---------- DATA ----------

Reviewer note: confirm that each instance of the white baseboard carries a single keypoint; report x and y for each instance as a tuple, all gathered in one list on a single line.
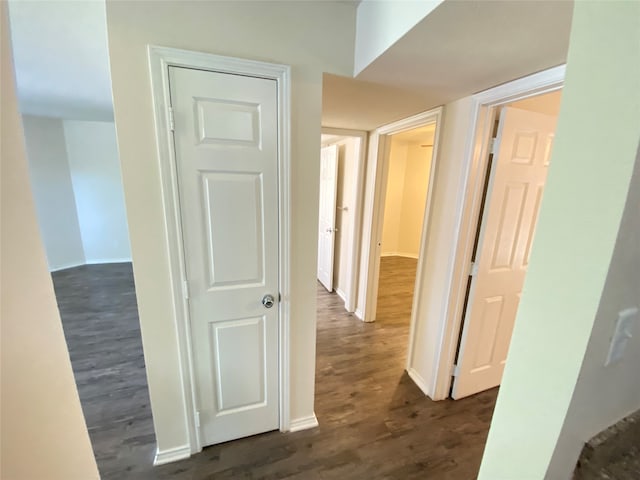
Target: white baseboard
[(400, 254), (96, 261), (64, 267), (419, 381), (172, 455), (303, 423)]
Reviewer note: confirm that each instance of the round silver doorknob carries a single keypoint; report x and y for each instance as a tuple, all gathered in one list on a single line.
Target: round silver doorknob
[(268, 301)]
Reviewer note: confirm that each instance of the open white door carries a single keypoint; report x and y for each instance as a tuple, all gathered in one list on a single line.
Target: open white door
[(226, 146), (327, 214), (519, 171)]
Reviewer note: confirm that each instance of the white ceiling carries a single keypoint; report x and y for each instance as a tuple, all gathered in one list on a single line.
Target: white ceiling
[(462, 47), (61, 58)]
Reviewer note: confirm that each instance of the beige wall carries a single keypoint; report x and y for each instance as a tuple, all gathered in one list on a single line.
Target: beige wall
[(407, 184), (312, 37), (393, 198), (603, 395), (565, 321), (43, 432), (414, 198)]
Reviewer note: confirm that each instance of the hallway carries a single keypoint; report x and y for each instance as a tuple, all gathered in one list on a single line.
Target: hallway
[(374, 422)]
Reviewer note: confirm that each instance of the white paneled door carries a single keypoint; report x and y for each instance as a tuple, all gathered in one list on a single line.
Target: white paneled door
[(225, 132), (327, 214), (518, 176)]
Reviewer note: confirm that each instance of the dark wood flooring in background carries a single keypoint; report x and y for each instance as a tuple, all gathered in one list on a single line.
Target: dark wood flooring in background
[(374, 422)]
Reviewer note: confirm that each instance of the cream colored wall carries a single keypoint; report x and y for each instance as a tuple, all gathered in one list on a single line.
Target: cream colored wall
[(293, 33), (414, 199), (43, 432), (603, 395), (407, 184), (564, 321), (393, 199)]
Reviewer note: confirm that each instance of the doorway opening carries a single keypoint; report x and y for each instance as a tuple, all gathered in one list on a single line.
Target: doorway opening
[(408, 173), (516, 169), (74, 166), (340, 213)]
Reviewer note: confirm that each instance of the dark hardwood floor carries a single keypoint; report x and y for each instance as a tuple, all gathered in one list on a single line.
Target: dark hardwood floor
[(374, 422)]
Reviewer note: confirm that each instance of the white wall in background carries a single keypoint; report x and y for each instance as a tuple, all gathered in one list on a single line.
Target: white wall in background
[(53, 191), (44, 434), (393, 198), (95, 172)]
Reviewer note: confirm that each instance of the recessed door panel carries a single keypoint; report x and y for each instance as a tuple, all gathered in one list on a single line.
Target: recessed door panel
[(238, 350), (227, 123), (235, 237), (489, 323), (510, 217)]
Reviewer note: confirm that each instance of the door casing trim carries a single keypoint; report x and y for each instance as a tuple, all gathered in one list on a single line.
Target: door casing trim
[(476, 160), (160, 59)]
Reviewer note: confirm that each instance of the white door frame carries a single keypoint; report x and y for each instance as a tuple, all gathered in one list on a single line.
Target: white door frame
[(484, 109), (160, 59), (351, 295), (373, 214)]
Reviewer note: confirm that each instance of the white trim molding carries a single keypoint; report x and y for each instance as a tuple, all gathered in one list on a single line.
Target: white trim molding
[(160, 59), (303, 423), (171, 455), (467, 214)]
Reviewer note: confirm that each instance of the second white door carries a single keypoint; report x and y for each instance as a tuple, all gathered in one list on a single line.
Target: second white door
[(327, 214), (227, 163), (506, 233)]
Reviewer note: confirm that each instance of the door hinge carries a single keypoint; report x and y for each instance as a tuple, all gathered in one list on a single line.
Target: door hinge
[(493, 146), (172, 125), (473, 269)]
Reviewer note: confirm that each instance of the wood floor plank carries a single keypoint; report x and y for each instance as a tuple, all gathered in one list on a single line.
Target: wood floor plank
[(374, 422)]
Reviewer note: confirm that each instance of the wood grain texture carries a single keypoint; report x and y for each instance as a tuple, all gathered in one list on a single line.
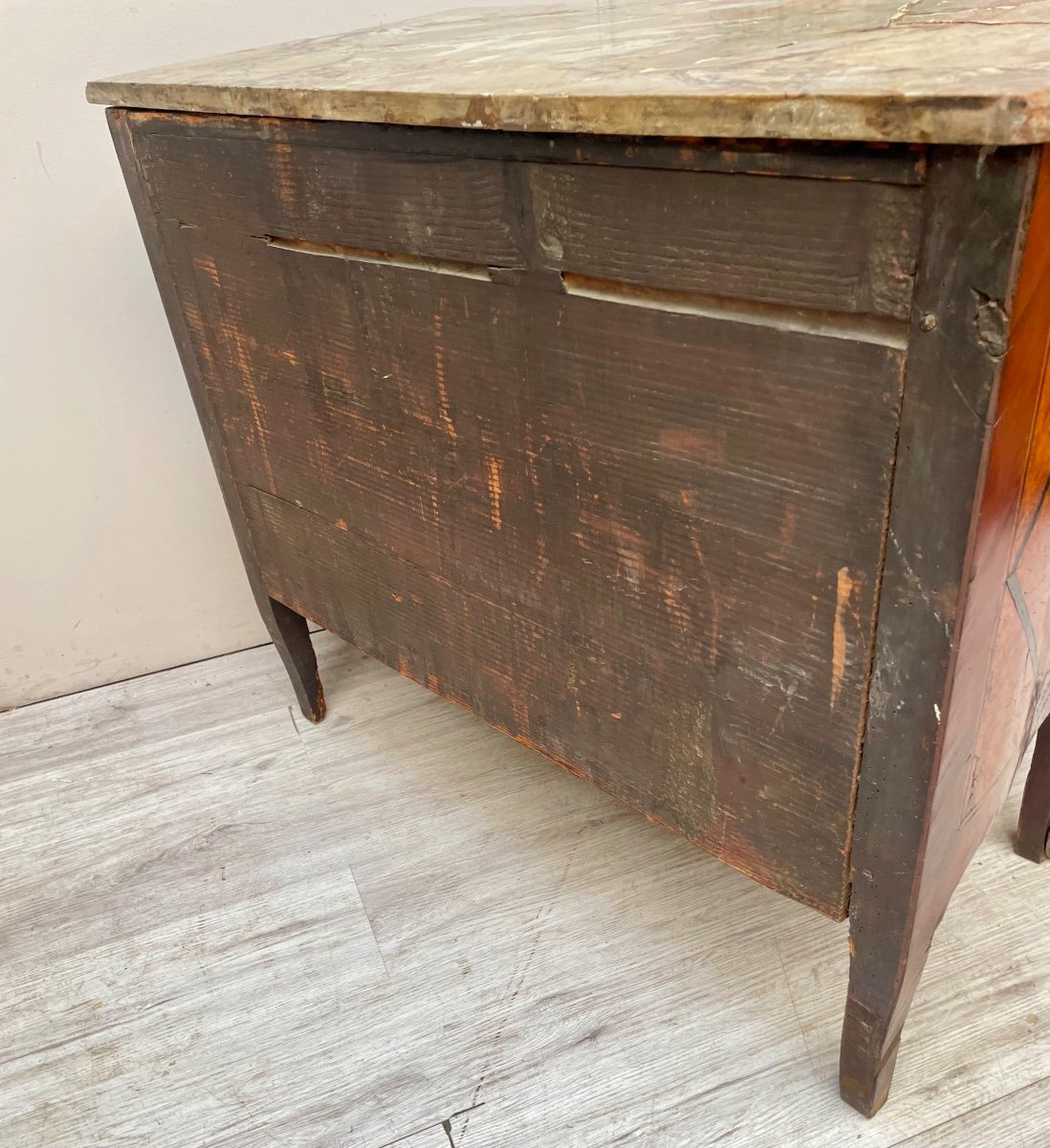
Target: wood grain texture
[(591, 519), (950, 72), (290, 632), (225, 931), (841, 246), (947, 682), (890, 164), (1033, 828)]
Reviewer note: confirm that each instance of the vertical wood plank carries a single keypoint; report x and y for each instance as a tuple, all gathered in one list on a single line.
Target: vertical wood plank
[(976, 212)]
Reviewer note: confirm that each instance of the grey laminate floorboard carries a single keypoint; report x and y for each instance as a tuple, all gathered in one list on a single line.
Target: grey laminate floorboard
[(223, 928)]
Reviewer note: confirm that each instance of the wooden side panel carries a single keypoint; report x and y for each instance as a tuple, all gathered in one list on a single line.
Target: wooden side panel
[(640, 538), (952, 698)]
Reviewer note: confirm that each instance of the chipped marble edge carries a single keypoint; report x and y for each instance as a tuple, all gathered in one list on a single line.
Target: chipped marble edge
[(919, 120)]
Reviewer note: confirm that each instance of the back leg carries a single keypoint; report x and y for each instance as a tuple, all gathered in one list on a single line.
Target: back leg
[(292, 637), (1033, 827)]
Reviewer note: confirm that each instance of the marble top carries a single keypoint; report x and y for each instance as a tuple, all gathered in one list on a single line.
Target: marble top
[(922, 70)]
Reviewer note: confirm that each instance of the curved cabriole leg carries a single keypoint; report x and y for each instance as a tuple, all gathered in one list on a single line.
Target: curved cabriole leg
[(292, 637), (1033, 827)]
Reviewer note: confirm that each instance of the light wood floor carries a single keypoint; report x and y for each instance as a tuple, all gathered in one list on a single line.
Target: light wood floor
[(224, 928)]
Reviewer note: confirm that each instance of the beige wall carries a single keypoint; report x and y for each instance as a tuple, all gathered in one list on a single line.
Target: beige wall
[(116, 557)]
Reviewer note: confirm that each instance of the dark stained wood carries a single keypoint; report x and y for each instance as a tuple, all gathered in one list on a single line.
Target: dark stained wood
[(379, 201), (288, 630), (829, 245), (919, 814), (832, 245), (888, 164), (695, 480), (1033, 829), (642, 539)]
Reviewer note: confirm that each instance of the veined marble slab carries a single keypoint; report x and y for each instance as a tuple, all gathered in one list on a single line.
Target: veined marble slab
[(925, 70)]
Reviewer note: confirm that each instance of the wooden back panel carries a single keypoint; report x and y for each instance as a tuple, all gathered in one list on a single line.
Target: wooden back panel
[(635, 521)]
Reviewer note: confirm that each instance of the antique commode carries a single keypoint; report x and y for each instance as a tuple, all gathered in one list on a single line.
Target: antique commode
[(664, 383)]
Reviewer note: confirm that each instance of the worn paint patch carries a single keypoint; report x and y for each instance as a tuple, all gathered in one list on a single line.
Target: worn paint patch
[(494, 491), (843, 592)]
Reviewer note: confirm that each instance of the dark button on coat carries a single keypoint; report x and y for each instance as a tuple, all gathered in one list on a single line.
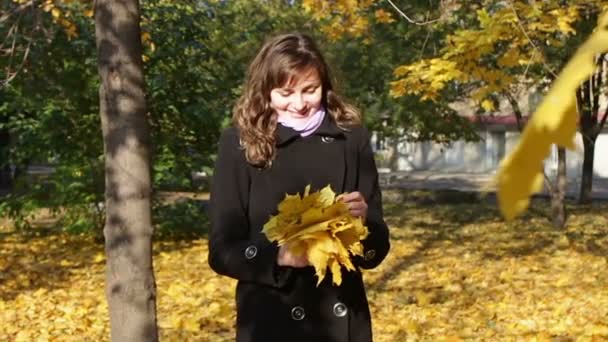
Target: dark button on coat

----------

WHAT TO WORK ON. Output the lines above in full and exactly. Leave out every picture.

SOLUTION TO THE PROBLEM.
Reviewer note: confirm that each instance of the white baseboard carries a single keypoint; report x and y for each instance as a tuple, all gathered in one list on a single line.
Target: white baseboard
[(400, 254), (96, 261), (64, 267), (419, 381), (172, 455), (303, 423)]
Reviewer note: confirm that each instance of the round silver doorknob carries a single keypoint; report x and y for each instance as a tuple, all gathered in one list on a single line.
Target: round silver doorknob
[(268, 301)]
Reviewer note: confirm that each instance of the open white door carries a single keypoint; report x and y for each instance as a tuple, all gathered in one list on a single line.
Target: open white door
[(226, 146), (327, 214), (519, 171)]
Reviewer note: confirm that each instance of the white ceiling carries a single keypoint; report x and y for each instance as a tuple, all gathered in one list on a single line.
Target: white ceiling
[(462, 47), (61, 58)]
Reviewer note: confirm that each instance of the beige wall carries a single keypoint; report x and y for each instance as a tuple, all gathered in one list on a single line.
Target: beige wall
[(407, 184), (312, 37), (393, 198), (603, 395), (565, 321), (43, 432), (414, 198)]
Reviewer note: confirm that each instance of the hallway carries a single keypoint; report x and y for each instance as a tuple, all gathered in one list on a single line.
Target: hallway
[(374, 422)]
Reviewer note: confirm that each instance of the white paneled door carries a single keypoint; report x and y for each instance as a tuple, all gathered in one list on a single line.
Target: white paneled door
[(225, 132), (327, 214), (518, 176)]
Reviewer note: confirm that each instance of the dark wood flooring in background carries a single keypoint; report x and y for each instance as a tuple, all gathered in one list on a single line.
Target: dark wood flooring in background
[(374, 422)]
Reviewer note: confirm that each instance of the cream colored wall carries a single keypoint; report x and y for each instance as a tuple, all gathered in one list on a single line.
Target: cream colored wall
[(293, 33), (414, 199), (43, 432), (603, 395), (407, 184), (564, 321), (393, 199)]
Reviewer note: confirm that each instance of the doorway opening carries a single keypoint; report x and y for each instance as a tuple, all gathered in one list on a single line.
Target: doorway opening
[(408, 173), (516, 169), (74, 166), (340, 213)]
Reviewer note: confirm that each instance of the dark hardwood floor carries a single keypoint; report x and y for each instance as a tuple, all gathered in one list on a single line.
Target: dark hardwood floor
[(374, 422)]
Reviewer note: confirm that each instance of the white wall in background carries a single keypoint; report x and y for each instance as a tuple, all gathered in one list on a single line.
Target: white wall in background
[(53, 191), (44, 434), (393, 198), (95, 172)]
Reviewer note: confirm that each instance of the recessed door panel carries a single keypoint; report x and y for each instance as a tuple, all gathered in one list on a single line.
Target: recessed door panel
[(238, 350), (227, 123), (235, 237), (489, 323), (510, 217)]
Reviewer note: confirm that each instance of the door casing trim carries a single keypoint; report x and y for each instance as a tuple, all gathered in one list on a single line.
Target: door casing trim
[(476, 160), (160, 59)]
Reviewer note: confirm that each instance of the white door frame carries a single keypoint; report x and y for each instance as a tuple, all gathered in one list on a single line.
Target: white door frame
[(484, 109), (160, 59), (351, 295), (373, 214)]
Reviewer note: confirm that each instance of the white trim molding carries a single keypoint; report x and y for each instance as a tuple, all gathered in one list on a single line.
Target: white trim molding
[(160, 59), (303, 423), (171, 455), (467, 214)]
Reviewer note: confirm that each instance of the second white door carries a single keypoint; report x and y for each instance as a tuple, all gathered in one list on a single line.
Target: second white door
[(327, 214), (227, 163), (506, 233)]
Reviewer note: confirm that each instance of the door hinge carries a single keypoint; report x and y for each instance as a tuple, all gathered in one list on a single line.
Target: door hinge
[(493, 146), (172, 125), (473, 269)]
Reviewer note: confirm that each instance of the wood floor plank carries a single keypoint; report x and y for each instance as a tuple, all gathered in one list on a single line.
Target: wood floor plank
[(374, 422)]
Reviewer note: confirm that each instance of the wood grain texture carries a single keypoint; report x and y for each instance as a tuple, all gathered in one list on a single line.
Target: wood grain texture
[(591, 519), (950, 72), (290, 632), (225, 931), (841, 246), (947, 682), (890, 164), (1033, 828)]
Reviewer note: confirm that each instance of the vertical wood plank carries a single keypoint; report x and y for each instance as a tuple, all gathered in one list on a single line.
Target: vertical wood plank
[(976, 212)]
Reviewer note: confirm that each instance of the grey laminate floorboard carries a single keypoint; report x and y for each instance as a tuple, all gathered in one list on a single line.
Target: grey laminate floorboard
[(223, 928)]
Reviewer note: confirm that each instance of the wooden side panel carries a single keypoint; report x and y for each instance as a tuple, all gathered in one list on a single line.
Target: wooden side panel
[(640, 538), (952, 698)]
Reviewer note: confirm that each instance of the chipped marble edge carries a single keypoint; report x and y for each instance as a tuple, all gathered in one list on a single line.
Target: chipped marble edge
[(919, 120)]
Reviewer note: confirm that each instance of the back leg carries a single keypoint; report x and y for each instance as a tuple, all gathered in one list on a single line.
Target: back leg
[(292, 637), (1033, 827)]
Reviewer note: confirm that each instance of the marble top carries a single keypoint; report x and y for each instance as a tuple, all gathered in one list on a single line.
Target: marble top
[(922, 70)]
Reviewer note: confirm that each instance of the curved cabriole leg carries a single keypoint; report x and y for each instance as a tuple, all gathered in one list on a single line.
Target: curved cabriole leg
[(292, 637), (1033, 827)]
Reviewer note: confirm that each instance of the light wood floor carries a single keypoint; report x and y for each instance as a tuple, all gathered in one list on a single line.
Target: light wood floor
[(224, 928)]
Reviewer note: confirm that each instance of the beige wall carries a single keypoint; report x and y for each instance as a tuple, all gathered in one list on a single line.
Target: beige wall
[(116, 557)]
Reviewer note: confirm that each instance of the dark stained wood carries a single keypoint; report x and y for each instance as a tuple, all gathered in one list on a single line.
Target: dark stained wood
[(379, 201), (288, 630), (829, 245), (919, 814), (832, 245), (888, 164), (695, 480), (1033, 829), (642, 539)]
Reviewer note: confirm that each instance of the veined marble slab carries a single keypoint; report x and y for each instance as a tuple, all gathered in one list on a single line.
Target: veined marble slab
[(925, 70)]
Reviewer note: confirm that each instance of the wooden back panel carries a single keypoint; report x and y for each instance as a tuple, all gathered in one list on a single line.
Target: wooden back panel
[(635, 521)]
Reviewer note: confirm that each instance of the antique commode carries a single keypoint; report x and y for each instance as a tuple, all gathered in one list on a single line.
Target: antique commode
[(664, 383)]
Reviewer note: confirm that each instance of the worn paint patch carries a single keypoint; report x and y for each instance as a tuple, all gathered in one list on a single line.
Target: worn paint patch
[(494, 491), (843, 592)]
Reviewer note: confirm that each instance of the dark button on coat carries a single keypoint; report x and y for each instance as a tuple, all gathered in one list on a single line.
Target: dark button on coat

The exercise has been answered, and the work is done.